What you need to do:
Repeat word for word the part of the commentary on the weekly parsha between "If we are doing" and "doing everything right?", inclusive.

Provided passage:
Thursday, August 10, 2017

earning our own reward

V'haya eikev tishme'un es hamishpatim ha'eileh v'shamar Hashem Elokecha lecha es ha'bris v'es ha'chessed asher nishba l'avosecha.

Our parsha opens by telling us that if we observe the commandments, specifically mishpatim, then Hashem will fulfill his promise made to the avos and give us the brachos that follow.

If we are doing what we are supposed to, then shouldn't we deserve reward based on our own merits and actions, not because of the promise made to the avos?  (The Sefas Emes explains that the word v'haya, which always connotes simcha, appears here because Hashem has tremendous simcha when a person earns his own reward and doesn't receive gifts based on someone else's merit.)  Zechus avos is invoked when we have no other merits of our own to call on, not when we are doing everything right?

Maybe you can answer that question by way of another question.  Last week's parsha ends with the pasuk, "V'shamarta es ha'mitzvah v'es ha'chukim v'es ha'mishpatim..."  Meforshim are bothered by the fact that that pasuk lists off multiple categories of mitzvos -- mitzvah, chukim, mishpatim -- while the pasuk that opens our parsha refers only to the one category of mishpatim.  Why the difference?

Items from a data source
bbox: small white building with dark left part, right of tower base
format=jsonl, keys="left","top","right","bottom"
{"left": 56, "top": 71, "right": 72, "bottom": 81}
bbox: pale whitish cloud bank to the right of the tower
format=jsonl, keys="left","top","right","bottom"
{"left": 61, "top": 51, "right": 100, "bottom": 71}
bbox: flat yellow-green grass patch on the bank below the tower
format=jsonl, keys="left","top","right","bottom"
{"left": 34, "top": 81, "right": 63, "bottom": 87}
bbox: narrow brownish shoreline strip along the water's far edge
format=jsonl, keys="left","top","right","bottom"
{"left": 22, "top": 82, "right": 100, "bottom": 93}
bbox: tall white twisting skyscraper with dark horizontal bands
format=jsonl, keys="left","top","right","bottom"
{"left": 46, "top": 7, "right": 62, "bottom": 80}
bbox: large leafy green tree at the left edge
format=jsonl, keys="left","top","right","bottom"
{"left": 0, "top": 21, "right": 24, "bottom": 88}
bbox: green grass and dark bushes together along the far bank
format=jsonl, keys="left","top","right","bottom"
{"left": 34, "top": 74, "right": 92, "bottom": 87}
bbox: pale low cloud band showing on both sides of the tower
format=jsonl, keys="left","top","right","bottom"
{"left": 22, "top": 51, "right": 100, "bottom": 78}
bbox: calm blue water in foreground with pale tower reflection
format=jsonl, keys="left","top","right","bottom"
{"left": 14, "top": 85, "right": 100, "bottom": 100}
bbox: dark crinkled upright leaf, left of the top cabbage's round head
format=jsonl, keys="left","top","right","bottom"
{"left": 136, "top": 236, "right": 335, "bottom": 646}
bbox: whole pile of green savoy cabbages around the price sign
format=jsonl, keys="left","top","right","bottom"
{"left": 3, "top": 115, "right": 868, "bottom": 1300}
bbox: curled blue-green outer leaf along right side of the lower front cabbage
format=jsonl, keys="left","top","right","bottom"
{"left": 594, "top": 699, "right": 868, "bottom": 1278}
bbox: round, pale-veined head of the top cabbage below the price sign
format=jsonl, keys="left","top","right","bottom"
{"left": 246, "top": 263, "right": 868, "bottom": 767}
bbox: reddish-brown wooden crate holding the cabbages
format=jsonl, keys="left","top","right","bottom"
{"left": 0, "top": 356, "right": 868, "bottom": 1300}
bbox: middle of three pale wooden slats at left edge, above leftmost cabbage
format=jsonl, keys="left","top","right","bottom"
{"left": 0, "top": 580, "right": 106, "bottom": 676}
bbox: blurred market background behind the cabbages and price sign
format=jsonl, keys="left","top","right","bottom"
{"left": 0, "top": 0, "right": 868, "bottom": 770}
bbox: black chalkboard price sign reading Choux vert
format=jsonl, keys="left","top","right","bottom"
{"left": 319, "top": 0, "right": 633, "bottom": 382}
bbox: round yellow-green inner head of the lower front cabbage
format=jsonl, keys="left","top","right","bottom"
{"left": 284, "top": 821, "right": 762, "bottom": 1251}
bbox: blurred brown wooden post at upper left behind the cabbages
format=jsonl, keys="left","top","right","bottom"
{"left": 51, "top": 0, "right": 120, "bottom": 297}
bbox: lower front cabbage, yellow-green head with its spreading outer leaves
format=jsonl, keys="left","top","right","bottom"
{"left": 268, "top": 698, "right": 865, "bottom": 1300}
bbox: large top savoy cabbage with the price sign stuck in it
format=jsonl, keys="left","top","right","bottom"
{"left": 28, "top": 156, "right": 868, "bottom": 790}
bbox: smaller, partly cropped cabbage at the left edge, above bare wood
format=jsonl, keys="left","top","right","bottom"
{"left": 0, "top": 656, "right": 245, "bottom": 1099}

Completed exercise:
If we are doing what we are supposed to, then shouldn't we deserve reward based on our own merits and actions, not because of the promise made to the avos?  (The Sefas Emes explains that the word v'haya, which always connotes simcha, appears here because Hashem has tremendous simcha when a person earns his own reward and doesn't receive gifts based on someone else's merit.)  Zechus avos is invoked when we have no other merits of our own to call on, not when we are doing everything right?